__TESTO DI PARTENZA__.

Il geranio di Robin Hood
Comincia a fiorire a maggio, nei boschi umidi a clima temperato, e i suoi fiori rosa, poco più grandi di un centimetro, occhieggiano nell’ombra e nel verde sino a ottobre.
I peli ghiandolosi conferiscono a questa pianta un aspetto rossastro e l’odore sgradevole che emana la rende poco invitante. Raramente raggiunge il mezzo metro di altezza. Le foglie sono sporgenti, bipennate, assai segmentate e pubescenti.
Avete capito di quale erba si tratta?
Appartiene alla famiglia delle Geraniacee, della quale conosciamo meglio le varietà ornamentali che impreziosiscono balconi e aiuole.
Il suo nome latino è Geranium robertianum L. e vanta una tribù di nomi volgari.

__ESERCIZI__.
• A. Nel testo sul geranio di Robin Hood, che cosa dà alla pianta il suo aspetto rossastro? Rispondi in una o due frasi.
• B. Puoi trasformare in un elenco puntato il paragrafo del testo sul geranio di Robin Hood che inizia con "I peli ghiandolosi", conservandone i fatti principali?
L'elenco non ha alcun ruolo in questo lavoro.

__ELENCO DATI__.
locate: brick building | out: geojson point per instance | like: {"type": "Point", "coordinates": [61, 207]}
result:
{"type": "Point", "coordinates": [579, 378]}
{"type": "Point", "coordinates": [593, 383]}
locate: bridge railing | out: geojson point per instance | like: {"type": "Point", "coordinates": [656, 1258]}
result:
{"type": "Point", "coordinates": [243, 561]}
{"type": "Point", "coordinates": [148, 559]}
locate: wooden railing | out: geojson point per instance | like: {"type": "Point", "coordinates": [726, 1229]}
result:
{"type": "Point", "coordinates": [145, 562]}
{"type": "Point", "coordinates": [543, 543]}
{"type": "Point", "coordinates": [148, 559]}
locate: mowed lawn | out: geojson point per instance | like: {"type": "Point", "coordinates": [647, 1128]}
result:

__RISPOSTE IN ORDINE__.
• A. Sono i peli ghiandolosi a conferire alla pianta un aspetto rossastro.

• B.
- Aspetto rossastro, dovuto ai peli ghiandolosi
- Odore sgradevole, che la rende poco invitante
- Altezza che raramente raggiunge il mezzo metro
- Foglie sporgenti, bipennate, assai segmentate e pubescenti